**AIM OF THE TASK:**
In the data below, copy out without change every line from the one containing "of the gold" to the one containing "<point>743,533</point>", including both of those lines.

+++

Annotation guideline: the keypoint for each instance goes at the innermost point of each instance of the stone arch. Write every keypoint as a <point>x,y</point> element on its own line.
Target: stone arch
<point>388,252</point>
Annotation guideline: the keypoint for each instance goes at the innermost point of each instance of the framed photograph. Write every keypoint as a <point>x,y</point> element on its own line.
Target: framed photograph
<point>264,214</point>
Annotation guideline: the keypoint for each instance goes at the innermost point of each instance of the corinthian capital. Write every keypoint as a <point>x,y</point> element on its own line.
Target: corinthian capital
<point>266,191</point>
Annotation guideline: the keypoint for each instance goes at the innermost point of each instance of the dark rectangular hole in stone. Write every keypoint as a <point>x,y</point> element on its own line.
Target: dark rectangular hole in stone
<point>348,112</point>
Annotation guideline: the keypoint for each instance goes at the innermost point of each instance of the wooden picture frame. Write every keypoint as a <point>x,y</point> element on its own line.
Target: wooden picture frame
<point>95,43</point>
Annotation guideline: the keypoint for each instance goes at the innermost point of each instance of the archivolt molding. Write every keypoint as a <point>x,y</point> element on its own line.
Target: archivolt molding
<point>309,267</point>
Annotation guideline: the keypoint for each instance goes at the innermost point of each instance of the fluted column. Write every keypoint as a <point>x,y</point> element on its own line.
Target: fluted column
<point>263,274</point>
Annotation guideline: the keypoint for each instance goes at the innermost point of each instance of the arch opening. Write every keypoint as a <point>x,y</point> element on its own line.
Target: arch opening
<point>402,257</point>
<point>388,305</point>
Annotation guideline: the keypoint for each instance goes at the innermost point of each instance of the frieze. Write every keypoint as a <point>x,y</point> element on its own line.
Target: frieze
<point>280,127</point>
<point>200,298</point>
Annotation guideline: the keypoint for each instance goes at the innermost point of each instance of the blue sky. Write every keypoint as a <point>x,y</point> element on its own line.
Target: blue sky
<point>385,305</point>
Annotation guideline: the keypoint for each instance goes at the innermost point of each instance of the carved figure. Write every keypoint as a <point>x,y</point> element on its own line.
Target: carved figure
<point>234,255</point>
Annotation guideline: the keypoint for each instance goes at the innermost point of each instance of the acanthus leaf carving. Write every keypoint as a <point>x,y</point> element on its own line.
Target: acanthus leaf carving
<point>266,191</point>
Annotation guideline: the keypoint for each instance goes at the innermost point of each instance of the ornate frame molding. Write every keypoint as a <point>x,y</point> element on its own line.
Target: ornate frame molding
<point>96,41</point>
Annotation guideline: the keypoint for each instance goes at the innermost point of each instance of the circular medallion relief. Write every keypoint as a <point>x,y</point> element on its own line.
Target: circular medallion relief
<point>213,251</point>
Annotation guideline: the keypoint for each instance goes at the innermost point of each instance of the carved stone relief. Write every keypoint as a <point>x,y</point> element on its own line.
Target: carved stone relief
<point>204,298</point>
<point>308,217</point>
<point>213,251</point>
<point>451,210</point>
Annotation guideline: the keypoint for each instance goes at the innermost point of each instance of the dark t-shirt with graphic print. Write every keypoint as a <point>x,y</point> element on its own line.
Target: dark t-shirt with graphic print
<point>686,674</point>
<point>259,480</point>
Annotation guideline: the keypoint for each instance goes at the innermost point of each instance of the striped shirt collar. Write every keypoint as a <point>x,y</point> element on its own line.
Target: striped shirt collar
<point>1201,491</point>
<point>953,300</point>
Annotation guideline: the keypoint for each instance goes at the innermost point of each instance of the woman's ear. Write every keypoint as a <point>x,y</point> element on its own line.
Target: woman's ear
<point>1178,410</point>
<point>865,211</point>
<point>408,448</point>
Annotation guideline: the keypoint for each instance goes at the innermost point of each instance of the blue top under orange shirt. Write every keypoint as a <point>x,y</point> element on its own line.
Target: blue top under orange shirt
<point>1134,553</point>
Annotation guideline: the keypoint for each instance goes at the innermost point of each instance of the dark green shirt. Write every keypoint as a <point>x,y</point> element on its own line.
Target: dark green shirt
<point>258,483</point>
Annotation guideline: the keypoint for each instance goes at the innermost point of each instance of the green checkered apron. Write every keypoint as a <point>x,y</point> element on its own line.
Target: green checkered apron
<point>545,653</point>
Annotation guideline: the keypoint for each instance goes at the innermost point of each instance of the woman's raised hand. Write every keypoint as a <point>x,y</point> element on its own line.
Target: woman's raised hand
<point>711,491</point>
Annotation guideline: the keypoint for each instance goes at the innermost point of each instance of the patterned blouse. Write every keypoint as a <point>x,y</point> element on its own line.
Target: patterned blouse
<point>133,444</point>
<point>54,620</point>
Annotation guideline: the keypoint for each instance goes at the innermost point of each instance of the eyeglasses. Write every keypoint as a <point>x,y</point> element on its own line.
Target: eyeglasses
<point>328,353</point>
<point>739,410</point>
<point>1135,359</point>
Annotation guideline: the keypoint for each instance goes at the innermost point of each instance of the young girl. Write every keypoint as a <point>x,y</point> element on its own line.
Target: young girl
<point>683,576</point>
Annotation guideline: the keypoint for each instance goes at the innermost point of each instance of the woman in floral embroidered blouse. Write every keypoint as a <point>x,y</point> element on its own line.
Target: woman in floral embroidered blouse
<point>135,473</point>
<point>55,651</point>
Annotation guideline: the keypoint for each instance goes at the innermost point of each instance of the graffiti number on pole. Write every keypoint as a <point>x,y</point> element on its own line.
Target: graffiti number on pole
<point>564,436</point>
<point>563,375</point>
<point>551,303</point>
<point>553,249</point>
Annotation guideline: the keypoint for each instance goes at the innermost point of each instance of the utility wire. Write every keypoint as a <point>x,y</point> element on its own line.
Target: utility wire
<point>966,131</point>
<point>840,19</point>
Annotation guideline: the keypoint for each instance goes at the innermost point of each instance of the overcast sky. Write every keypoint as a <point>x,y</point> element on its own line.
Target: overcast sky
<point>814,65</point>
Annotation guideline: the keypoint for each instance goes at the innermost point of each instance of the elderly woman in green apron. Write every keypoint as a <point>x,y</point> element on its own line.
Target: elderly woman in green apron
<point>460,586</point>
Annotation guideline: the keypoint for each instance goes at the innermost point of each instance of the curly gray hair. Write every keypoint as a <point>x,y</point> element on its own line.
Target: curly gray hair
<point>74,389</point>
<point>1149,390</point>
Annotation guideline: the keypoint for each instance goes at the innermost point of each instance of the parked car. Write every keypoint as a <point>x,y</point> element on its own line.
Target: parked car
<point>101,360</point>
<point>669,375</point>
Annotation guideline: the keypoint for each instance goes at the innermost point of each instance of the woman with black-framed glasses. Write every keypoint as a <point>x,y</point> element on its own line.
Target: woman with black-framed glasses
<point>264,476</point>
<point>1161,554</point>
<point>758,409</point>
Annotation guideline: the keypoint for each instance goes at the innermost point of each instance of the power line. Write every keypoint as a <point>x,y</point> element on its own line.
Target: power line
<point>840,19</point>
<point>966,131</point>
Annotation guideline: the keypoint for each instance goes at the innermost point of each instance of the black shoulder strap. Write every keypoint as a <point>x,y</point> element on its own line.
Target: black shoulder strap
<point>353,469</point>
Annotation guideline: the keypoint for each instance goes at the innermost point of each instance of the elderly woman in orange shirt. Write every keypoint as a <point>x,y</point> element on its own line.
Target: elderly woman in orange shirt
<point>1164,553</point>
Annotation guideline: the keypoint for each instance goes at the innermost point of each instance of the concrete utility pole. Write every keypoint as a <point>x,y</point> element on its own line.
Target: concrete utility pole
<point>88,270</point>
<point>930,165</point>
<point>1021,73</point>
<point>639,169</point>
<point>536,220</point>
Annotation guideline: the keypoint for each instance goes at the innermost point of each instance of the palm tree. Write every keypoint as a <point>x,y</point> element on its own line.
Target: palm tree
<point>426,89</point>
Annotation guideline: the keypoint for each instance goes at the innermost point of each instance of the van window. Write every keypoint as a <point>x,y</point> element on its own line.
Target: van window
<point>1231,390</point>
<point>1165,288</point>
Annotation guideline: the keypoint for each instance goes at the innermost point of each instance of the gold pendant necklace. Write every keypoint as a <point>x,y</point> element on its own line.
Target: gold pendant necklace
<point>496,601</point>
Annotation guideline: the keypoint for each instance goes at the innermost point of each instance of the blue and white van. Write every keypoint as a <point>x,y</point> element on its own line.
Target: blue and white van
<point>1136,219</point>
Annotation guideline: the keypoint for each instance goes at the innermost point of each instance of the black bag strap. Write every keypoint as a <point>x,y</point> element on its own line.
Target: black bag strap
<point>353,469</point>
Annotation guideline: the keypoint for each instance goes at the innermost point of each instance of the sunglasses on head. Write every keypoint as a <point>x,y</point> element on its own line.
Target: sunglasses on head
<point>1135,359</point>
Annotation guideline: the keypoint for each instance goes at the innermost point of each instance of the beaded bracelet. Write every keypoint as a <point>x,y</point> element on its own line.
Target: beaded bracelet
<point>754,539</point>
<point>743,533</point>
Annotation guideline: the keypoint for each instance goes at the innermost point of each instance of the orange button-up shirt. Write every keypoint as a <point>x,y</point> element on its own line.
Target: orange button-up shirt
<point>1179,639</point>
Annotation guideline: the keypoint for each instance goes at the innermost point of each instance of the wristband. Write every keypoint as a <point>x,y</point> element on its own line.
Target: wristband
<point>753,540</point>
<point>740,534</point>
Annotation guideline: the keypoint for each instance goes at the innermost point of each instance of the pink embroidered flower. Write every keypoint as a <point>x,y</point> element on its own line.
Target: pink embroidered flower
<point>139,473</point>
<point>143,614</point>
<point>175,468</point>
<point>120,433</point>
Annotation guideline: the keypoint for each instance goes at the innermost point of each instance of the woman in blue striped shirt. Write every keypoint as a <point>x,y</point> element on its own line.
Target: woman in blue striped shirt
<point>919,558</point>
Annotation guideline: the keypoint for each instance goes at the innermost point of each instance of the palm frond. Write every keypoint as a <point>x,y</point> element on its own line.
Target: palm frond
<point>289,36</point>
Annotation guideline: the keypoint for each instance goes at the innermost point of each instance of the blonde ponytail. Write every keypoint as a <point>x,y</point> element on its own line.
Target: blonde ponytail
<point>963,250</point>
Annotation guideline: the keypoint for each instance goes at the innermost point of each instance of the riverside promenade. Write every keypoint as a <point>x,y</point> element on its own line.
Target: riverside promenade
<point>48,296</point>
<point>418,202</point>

+++

**ANSWER FOR THIS EXERCISE:**
Annotation guideline: the keypoint for each instance goes at the innermost point of each instance of the gold pendant necklace. Write every keypoint as a <point>x,y</point> element on its own line.
Target: gold pendant necklace
<point>496,601</point>
Annotation guideline: the keypoint for each instance goes at the innermost point of each instance of the blue and white van. Write every keypoint as a <point>x,y</point> element on its own line.
Target: blue and white van
<point>1136,219</point>
Annotation guideline: the keypoint for each instance goes at the innermost point of each instance of the black bag strap. Write every keypoint as a <point>x,y</point> element on its own line.
Target: black bag strap
<point>353,469</point>
Annotation guideline: the keypoint for each instance goes at the innermost point of each instance of the sunglasses on head. Write every keypoint as a <point>x,y</point> element on its own line.
Target: sunglasses on head
<point>1135,359</point>
Annotation guideline: the keypoint for each instance goes at the innermost point of each instance of the beaded bracelet. Write every keypoint as a <point>x,y</point> element on its own line.
Target: beaded bracelet
<point>754,539</point>
<point>743,533</point>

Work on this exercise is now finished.